- **Dataset rows**:
■ ■ ■ ■ ■ ■ ■
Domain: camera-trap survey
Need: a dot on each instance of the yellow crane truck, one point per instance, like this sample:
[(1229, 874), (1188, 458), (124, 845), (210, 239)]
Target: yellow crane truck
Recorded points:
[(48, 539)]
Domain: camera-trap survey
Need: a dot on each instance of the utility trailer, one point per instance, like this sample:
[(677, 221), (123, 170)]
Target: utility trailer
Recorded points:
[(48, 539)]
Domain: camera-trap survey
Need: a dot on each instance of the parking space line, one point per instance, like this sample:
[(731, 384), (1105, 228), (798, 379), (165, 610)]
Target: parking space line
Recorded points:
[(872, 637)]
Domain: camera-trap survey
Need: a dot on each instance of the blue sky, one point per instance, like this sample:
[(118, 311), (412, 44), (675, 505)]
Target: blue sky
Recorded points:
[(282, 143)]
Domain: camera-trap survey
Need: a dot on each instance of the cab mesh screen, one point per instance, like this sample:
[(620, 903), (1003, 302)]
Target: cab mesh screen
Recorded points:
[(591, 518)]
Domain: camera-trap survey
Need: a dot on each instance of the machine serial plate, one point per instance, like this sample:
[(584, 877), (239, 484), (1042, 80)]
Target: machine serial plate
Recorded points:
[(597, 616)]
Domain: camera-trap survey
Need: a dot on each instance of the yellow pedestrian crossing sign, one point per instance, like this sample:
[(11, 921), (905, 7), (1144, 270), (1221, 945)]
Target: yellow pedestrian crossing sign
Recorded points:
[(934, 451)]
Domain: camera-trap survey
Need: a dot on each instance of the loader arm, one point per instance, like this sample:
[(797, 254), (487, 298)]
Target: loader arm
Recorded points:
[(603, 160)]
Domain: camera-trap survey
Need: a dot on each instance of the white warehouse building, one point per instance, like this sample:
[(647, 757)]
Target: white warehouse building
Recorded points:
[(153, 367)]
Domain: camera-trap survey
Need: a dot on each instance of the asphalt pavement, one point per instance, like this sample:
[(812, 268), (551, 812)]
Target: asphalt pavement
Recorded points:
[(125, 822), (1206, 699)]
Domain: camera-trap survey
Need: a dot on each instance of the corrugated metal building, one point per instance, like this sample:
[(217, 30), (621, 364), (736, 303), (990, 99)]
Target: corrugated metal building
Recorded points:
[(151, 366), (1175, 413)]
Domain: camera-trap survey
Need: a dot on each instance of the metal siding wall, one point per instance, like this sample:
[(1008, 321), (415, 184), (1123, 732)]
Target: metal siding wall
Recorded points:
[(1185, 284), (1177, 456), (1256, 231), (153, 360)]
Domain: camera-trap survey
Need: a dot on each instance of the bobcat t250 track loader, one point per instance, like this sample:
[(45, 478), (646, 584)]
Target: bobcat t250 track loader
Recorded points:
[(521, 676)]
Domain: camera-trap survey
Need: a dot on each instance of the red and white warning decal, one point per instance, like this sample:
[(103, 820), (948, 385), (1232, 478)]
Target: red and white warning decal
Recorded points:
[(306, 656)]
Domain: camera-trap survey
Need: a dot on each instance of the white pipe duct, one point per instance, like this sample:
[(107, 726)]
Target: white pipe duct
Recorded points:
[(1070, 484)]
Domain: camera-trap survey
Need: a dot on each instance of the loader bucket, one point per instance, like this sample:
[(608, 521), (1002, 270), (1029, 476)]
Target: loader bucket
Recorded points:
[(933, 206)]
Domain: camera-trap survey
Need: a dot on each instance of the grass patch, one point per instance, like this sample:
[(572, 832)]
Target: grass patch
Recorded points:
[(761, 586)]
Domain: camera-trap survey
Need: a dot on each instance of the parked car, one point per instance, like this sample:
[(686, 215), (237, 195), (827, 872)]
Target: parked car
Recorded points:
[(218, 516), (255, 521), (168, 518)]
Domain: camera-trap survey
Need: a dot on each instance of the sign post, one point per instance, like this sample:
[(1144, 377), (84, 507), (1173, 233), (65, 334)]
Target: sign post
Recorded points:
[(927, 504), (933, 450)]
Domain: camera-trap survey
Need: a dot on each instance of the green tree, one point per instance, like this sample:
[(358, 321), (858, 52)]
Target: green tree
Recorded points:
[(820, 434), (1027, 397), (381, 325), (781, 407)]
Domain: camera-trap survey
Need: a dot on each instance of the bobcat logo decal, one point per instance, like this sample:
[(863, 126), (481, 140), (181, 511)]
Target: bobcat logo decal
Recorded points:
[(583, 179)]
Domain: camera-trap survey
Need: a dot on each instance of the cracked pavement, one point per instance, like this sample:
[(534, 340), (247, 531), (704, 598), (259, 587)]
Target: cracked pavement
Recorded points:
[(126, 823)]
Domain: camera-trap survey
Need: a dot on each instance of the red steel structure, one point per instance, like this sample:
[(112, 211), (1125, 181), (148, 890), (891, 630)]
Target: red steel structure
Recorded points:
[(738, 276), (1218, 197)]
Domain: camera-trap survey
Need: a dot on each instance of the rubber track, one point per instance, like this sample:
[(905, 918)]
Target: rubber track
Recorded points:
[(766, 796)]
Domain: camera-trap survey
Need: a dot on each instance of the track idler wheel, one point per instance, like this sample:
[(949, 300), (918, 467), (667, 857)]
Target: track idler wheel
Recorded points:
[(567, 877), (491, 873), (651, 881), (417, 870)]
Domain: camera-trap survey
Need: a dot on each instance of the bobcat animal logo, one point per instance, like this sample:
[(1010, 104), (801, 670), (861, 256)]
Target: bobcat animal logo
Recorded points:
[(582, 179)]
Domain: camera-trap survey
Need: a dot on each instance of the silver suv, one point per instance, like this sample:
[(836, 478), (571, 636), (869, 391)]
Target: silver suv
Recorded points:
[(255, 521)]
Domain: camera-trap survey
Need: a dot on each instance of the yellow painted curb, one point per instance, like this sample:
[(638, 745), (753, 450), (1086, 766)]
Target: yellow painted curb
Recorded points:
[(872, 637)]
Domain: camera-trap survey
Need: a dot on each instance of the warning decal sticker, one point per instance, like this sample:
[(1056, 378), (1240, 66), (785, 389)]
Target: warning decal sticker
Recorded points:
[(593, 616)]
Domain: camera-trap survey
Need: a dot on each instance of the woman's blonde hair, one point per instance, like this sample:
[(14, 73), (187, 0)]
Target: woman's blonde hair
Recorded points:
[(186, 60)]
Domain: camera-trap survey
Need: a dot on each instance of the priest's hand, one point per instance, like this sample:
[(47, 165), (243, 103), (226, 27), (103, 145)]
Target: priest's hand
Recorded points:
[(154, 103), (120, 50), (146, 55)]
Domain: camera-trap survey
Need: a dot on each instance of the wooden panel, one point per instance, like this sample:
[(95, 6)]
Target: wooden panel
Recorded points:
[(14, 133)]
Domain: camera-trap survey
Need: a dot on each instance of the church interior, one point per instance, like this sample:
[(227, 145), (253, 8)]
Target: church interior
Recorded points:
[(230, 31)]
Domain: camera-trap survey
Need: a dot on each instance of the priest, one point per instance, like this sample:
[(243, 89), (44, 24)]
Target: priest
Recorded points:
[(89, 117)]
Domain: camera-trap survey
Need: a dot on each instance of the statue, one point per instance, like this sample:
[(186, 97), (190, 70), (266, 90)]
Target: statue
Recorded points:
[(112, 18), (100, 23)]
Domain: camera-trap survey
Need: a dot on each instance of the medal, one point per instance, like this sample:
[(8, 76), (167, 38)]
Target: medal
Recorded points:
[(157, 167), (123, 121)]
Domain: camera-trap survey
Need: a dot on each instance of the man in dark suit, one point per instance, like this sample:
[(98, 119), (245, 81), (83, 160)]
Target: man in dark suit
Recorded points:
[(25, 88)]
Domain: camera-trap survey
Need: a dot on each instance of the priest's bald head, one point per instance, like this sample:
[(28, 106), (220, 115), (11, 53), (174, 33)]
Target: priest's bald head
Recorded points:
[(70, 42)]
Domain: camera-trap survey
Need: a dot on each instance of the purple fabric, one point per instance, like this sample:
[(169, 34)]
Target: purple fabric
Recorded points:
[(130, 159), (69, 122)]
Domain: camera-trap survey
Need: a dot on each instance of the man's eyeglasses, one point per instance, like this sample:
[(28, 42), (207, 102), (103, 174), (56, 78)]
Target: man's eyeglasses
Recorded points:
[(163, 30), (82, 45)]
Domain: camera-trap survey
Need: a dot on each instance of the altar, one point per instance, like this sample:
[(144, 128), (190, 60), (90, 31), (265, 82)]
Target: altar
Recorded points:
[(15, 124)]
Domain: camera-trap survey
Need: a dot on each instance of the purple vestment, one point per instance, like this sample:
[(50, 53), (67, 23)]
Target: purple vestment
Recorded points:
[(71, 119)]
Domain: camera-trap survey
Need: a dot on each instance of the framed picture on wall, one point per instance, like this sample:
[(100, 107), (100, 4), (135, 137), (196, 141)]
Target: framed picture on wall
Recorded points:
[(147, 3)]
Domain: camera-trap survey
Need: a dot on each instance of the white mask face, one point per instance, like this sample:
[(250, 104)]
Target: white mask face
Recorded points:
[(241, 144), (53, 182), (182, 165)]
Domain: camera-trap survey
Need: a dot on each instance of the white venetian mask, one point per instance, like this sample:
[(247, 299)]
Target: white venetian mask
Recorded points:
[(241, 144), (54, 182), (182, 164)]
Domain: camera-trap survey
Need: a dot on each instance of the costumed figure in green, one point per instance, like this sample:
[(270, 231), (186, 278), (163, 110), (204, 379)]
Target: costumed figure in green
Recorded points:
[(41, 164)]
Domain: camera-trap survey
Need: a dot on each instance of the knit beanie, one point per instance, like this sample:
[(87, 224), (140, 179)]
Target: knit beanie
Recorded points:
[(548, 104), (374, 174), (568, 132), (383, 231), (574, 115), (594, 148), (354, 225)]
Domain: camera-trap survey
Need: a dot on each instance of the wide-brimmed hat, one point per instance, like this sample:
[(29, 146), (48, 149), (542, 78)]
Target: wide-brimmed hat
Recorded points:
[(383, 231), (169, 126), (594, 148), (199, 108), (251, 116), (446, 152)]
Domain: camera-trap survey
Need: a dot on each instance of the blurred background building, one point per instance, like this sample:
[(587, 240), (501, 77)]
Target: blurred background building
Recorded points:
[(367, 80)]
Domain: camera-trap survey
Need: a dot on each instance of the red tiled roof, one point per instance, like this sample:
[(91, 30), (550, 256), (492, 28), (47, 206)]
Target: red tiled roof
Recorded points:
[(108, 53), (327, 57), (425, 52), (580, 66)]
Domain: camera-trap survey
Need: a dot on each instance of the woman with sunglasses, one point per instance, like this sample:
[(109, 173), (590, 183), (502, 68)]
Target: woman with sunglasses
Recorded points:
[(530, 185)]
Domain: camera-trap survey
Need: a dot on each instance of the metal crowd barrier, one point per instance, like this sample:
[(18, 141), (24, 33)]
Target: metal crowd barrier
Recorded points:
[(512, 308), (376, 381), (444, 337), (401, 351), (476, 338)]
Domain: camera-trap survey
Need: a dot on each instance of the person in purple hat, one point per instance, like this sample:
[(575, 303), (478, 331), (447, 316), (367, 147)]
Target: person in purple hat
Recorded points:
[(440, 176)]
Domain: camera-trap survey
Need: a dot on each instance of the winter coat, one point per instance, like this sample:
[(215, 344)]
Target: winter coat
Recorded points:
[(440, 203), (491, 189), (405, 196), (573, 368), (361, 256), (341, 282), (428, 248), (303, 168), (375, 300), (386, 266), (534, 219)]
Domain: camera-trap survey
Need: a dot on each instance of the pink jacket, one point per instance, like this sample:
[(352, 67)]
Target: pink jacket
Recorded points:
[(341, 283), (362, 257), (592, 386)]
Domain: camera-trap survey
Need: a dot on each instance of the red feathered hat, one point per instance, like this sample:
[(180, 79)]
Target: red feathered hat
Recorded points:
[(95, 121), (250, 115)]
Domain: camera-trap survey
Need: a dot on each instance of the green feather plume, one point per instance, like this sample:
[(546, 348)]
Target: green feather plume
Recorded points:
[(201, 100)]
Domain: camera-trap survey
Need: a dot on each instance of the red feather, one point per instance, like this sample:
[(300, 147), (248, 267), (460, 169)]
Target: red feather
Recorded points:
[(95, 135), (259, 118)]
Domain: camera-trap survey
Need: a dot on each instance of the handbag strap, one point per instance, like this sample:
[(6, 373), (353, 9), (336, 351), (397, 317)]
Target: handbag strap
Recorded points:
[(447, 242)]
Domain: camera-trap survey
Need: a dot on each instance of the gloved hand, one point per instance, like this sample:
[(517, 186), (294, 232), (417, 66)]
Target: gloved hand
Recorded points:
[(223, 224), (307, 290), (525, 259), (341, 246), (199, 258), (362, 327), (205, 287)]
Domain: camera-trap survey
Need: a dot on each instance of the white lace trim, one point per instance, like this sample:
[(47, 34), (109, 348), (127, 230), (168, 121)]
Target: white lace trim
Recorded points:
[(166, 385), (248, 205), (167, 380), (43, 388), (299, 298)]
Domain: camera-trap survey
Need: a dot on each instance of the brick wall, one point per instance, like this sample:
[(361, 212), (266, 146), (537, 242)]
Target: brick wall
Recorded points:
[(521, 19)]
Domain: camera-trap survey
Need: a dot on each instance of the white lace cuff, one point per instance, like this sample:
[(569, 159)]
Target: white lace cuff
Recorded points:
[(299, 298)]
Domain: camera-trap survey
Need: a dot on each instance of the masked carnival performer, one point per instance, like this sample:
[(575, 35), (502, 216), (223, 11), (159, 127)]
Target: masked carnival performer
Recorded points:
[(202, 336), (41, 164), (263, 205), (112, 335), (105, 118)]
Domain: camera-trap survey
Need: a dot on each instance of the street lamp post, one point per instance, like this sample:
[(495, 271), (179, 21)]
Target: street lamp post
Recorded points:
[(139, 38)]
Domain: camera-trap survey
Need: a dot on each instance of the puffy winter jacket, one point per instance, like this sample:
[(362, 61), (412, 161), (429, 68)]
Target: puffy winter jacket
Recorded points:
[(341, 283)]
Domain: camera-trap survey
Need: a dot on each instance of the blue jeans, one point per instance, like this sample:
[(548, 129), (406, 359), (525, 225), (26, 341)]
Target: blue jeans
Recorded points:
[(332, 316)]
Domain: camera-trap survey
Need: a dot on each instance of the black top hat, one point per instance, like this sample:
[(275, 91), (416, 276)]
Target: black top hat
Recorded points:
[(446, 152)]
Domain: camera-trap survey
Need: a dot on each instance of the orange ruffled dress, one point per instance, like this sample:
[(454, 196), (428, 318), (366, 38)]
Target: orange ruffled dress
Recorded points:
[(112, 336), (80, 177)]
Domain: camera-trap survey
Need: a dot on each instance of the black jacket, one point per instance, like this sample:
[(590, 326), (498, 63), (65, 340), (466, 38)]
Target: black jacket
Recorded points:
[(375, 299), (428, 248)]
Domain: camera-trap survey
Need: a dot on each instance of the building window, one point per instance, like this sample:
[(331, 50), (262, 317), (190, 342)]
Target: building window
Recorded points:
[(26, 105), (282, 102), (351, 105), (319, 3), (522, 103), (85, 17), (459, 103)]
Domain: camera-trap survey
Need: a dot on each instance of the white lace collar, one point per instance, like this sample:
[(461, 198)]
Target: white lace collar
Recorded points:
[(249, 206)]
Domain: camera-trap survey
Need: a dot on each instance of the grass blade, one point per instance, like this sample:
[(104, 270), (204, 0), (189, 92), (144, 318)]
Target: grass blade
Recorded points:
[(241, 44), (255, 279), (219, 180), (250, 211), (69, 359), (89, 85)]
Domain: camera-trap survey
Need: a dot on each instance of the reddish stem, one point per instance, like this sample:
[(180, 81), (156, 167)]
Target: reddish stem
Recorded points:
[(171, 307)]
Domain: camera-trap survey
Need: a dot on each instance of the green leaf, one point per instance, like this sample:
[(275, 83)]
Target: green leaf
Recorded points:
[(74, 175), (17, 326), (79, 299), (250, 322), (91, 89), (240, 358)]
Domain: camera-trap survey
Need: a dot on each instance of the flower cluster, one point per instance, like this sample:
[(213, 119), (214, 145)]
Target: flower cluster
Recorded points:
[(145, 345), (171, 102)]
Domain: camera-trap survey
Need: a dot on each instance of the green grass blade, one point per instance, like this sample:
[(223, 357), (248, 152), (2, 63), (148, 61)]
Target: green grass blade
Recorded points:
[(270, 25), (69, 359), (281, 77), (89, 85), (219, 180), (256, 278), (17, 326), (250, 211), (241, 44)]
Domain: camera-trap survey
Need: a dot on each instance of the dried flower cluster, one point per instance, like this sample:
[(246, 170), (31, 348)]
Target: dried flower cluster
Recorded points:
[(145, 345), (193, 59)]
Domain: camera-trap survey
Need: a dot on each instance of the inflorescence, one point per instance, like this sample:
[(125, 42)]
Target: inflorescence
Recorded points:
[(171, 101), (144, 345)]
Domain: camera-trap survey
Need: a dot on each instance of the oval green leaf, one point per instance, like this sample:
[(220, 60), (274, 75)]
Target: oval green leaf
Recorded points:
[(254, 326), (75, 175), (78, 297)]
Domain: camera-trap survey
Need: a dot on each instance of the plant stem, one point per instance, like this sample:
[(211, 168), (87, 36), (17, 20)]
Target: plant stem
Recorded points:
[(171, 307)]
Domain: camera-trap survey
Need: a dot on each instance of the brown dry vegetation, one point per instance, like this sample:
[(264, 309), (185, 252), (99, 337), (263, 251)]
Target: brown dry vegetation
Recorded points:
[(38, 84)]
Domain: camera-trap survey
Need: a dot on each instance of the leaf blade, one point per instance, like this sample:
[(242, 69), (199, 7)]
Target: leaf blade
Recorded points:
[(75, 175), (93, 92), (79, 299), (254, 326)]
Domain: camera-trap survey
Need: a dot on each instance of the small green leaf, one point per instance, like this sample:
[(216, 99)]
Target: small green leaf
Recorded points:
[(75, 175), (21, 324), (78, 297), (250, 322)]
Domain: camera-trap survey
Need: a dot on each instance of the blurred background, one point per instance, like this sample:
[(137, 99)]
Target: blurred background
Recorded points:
■ ■ ■ ■ ■ ■ ■
Rewrite the records as a Markdown table with the columns Row and Line. Begin at the first line of the records, stop after the line that contains "[(597, 616)]", and leave out any blank lines.

| Row | Line |
|---|---|
| 1 | Domain: camera-trap survey |
| 2 | Need: a dot on each instance of the yellow crane truck, one point per instance, like this sample: |
| 3 | [(1229, 874), (1188, 458), (124, 845), (210, 239)] |
| 4 | Target: yellow crane truck |
| 5 | Recorded points: |
| 6 | [(48, 539)] |
| 7 | Domain: camera-trap survey |
| 8 | Need: a dot on each instance of the utility trailer, one point per instance, like this sample: |
| 9 | [(677, 221), (123, 170)] |
| 10 | Target: utility trailer |
| 11 | Recorded points: |
| 12 | [(48, 539)] |
| 13 | Domain: camera-trap survey |
| 14 | Need: a dot on each instance of the parking space line, one point per instance, like this sample: |
| 15 | [(731, 384), (1105, 228), (798, 379), (165, 610)] |
| 16 | Target: parking space line |
| 17 | Recorded points: |
| 18 | [(872, 637)] |
| 19 | Domain: camera-trap survey |
| 20 | Need: a dot on each instance of the blue sky, one point per instance, like this sample: |
| 21 | [(118, 311), (412, 44), (675, 505)] |
| 22 | Target: blue sky |
| 23 | Recorded points: |
| 24 | [(282, 143)] |
| 25 | Domain: camera-trap survey |
| 26 | Need: a dot on each instance of the cab mesh screen, one point per instance, like this sample: |
| 27 | [(620, 903), (1003, 302)] |
| 28 | Target: cab mesh screen |
| 29 | Recorded points: |
| 30 | [(591, 518)] |
| 31 | Domain: camera-trap survey |
| 32 | Need: a dot on each instance of the machine serial plate, one point per instance, like this sample: |
| 33 | [(584, 877), (239, 484), (1042, 80)] |
| 34 | Target: machine serial plate |
| 35 | Recorded points: |
| 36 | [(597, 616)] |